> _To-do item_: Would you please return the line containing "99L273 101L281 108L284" and all the lines after it through the end of the records below, unchanged and on their own?

(Stored items from a collection)
+ + + +
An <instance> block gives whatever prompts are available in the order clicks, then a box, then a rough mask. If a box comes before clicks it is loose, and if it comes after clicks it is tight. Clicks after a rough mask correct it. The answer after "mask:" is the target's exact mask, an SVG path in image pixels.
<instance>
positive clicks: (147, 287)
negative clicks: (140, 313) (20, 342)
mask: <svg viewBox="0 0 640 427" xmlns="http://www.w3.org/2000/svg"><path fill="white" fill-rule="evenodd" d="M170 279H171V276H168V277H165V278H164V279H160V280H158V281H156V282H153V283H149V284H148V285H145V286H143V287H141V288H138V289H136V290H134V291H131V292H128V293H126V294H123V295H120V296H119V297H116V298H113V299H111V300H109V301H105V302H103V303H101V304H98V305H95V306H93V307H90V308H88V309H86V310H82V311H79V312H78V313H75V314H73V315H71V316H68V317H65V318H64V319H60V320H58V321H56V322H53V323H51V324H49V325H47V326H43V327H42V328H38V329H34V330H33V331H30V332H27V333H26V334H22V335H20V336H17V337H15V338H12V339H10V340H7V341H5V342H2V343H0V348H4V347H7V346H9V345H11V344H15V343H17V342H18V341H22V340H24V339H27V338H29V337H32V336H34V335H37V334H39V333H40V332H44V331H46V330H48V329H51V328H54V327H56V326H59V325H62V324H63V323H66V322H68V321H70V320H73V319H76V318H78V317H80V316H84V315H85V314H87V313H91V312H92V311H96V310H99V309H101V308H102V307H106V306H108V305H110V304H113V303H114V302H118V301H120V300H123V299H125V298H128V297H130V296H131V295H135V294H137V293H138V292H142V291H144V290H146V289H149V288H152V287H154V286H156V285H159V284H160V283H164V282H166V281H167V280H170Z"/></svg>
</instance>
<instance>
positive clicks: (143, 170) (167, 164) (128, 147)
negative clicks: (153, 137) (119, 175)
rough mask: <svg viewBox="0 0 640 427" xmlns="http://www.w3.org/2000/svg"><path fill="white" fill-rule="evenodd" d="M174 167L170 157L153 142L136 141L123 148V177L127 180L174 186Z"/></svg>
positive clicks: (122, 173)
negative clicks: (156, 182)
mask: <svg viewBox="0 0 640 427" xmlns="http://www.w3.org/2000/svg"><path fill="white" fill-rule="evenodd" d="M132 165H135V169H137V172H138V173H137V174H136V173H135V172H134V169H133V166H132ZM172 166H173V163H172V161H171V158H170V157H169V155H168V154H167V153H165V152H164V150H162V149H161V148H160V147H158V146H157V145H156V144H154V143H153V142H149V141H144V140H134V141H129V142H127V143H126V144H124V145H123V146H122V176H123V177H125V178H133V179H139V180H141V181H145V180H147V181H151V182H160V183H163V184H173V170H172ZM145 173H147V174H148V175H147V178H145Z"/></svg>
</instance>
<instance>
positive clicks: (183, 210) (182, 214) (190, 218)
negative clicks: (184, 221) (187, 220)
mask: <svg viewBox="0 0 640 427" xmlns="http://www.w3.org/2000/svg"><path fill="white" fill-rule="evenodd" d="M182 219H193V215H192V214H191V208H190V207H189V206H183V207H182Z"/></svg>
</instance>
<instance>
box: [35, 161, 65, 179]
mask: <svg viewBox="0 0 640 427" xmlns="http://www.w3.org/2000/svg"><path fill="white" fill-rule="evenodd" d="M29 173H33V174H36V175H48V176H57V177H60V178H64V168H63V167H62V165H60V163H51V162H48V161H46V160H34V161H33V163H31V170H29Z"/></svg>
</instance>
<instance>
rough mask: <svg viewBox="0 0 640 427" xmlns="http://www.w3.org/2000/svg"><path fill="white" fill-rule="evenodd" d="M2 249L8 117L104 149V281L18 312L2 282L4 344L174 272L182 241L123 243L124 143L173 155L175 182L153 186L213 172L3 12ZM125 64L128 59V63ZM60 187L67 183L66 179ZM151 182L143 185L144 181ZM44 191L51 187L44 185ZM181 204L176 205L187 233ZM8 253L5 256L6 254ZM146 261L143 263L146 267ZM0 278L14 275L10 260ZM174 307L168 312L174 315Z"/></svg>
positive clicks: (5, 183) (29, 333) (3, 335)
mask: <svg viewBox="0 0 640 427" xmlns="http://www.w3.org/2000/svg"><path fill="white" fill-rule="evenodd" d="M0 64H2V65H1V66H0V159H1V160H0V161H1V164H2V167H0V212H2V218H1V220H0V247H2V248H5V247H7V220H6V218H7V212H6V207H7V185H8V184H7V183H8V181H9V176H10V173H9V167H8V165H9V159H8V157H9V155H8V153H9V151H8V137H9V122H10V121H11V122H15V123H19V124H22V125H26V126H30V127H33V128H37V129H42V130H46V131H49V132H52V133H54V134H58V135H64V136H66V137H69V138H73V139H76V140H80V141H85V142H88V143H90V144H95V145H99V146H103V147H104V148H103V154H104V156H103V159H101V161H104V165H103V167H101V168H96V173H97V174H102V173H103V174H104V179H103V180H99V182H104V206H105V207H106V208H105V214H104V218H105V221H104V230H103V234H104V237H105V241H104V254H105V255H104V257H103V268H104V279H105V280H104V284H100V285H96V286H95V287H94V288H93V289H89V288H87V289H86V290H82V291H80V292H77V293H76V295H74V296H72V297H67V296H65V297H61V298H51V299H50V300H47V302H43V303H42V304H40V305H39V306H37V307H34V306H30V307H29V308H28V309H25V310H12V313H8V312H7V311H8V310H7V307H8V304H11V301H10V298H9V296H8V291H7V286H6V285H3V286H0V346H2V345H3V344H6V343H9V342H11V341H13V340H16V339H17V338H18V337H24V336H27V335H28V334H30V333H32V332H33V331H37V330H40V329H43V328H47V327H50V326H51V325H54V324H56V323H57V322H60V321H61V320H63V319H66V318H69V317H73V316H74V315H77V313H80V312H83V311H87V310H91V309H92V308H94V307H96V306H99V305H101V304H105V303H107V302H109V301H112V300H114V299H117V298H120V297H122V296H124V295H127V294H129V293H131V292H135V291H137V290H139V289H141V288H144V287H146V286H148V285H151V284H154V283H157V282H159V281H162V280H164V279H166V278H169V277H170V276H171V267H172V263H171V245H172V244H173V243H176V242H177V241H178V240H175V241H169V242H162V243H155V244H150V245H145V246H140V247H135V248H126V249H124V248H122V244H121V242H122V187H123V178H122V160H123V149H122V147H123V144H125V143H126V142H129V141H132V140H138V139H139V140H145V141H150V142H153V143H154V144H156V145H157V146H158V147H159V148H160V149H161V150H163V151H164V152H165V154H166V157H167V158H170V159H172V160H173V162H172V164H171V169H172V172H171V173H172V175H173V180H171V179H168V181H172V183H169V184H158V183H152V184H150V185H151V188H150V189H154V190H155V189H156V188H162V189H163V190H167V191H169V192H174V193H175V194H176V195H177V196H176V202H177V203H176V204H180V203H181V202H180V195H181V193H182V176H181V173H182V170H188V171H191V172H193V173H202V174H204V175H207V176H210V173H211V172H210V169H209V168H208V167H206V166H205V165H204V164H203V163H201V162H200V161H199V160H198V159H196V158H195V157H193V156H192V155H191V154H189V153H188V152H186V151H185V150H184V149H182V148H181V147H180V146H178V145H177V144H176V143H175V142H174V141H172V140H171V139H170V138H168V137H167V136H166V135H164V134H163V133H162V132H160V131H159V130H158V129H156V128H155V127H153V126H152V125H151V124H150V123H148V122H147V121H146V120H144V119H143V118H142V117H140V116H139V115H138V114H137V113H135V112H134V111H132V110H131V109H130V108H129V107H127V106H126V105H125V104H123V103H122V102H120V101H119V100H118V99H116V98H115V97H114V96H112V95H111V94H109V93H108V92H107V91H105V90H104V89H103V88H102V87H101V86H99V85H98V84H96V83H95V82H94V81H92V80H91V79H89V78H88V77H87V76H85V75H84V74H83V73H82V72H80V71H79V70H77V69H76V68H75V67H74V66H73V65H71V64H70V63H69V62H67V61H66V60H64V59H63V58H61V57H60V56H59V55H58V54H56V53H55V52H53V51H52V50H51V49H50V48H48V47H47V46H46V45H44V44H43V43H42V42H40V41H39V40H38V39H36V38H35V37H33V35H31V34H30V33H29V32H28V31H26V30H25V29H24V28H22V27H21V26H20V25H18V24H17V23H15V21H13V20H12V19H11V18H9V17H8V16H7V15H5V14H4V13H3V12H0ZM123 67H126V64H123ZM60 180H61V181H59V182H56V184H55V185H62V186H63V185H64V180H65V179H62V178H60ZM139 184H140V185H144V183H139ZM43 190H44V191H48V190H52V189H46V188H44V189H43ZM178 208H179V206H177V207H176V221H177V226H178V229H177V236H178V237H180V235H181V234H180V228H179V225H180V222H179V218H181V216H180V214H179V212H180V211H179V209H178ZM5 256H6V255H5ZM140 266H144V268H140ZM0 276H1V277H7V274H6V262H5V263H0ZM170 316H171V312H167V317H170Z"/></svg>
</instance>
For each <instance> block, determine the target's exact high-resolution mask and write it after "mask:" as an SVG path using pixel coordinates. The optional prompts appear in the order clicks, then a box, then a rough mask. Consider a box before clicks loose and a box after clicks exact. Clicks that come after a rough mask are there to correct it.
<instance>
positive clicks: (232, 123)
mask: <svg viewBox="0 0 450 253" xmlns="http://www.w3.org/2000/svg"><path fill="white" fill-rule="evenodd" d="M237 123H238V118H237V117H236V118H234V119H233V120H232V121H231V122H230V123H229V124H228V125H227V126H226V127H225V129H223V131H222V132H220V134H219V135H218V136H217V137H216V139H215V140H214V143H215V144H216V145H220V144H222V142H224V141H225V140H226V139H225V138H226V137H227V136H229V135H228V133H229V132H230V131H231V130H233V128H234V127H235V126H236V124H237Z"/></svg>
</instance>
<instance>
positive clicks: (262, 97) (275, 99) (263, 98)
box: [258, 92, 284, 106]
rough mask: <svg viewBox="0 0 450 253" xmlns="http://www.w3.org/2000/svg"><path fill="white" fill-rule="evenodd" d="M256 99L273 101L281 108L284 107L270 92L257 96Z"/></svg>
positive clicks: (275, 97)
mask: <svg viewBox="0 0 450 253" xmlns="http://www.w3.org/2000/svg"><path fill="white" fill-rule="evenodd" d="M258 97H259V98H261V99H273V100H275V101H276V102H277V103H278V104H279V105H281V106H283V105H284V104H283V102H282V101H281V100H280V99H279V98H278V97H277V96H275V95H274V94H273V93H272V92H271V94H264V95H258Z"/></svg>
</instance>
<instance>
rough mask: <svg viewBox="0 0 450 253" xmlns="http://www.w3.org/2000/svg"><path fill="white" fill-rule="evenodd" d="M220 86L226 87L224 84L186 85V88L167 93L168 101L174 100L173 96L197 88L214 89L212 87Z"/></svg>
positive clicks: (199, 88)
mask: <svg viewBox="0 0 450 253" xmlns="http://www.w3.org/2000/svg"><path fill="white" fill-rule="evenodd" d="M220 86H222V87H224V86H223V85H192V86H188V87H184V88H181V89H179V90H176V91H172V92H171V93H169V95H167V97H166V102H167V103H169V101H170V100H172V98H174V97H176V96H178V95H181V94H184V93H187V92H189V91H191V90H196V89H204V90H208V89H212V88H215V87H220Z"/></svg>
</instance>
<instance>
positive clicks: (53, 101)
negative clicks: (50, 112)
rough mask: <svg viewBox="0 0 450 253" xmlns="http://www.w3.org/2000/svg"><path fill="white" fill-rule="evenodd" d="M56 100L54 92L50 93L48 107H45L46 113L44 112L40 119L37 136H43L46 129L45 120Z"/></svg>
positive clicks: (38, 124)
+ + + +
> _Written response_:
rough mask: <svg viewBox="0 0 450 253" xmlns="http://www.w3.org/2000/svg"><path fill="white" fill-rule="evenodd" d="M256 99L273 101L281 108L284 107L270 92L257 96Z"/></svg>
positive clicks: (275, 97)
mask: <svg viewBox="0 0 450 253" xmlns="http://www.w3.org/2000/svg"><path fill="white" fill-rule="evenodd" d="M258 97H259V98H261V99H273V100H275V101H276V102H277V103H278V104H279V105H281V106H283V105H284V104H283V102H282V101H281V100H280V99H279V98H278V97H277V96H275V95H274V94H273V93H272V92H271V94H264V95H258Z"/></svg>
</instance>
<instance>
rough mask: <svg viewBox="0 0 450 253" xmlns="http://www.w3.org/2000/svg"><path fill="white" fill-rule="evenodd" d="M220 86L226 87L224 84L186 85V88L167 93L168 101L174 100L173 96L197 88L214 89L212 87Z"/></svg>
positive clicks: (199, 88)
mask: <svg viewBox="0 0 450 253" xmlns="http://www.w3.org/2000/svg"><path fill="white" fill-rule="evenodd" d="M220 86H222V87H224V86H223V85H192V86H188V87H184V88H181V89H179V90H176V91H172V92H171V93H169V95H167V97H166V102H167V103H169V101H170V100H172V98H174V97H176V96H178V95H181V94H184V93H187V92H189V91H191V90H196V89H204V90H208V89H212V88H215V87H220Z"/></svg>
</instance>
<instance>
positive clicks: (53, 101)
negative clicks: (50, 112)
rough mask: <svg viewBox="0 0 450 253" xmlns="http://www.w3.org/2000/svg"><path fill="white" fill-rule="evenodd" d="M56 100L54 92L50 93L48 107H45L46 113L44 112L40 119L37 136H43L46 129L45 120Z"/></svg>
positive clicks: (38, 124)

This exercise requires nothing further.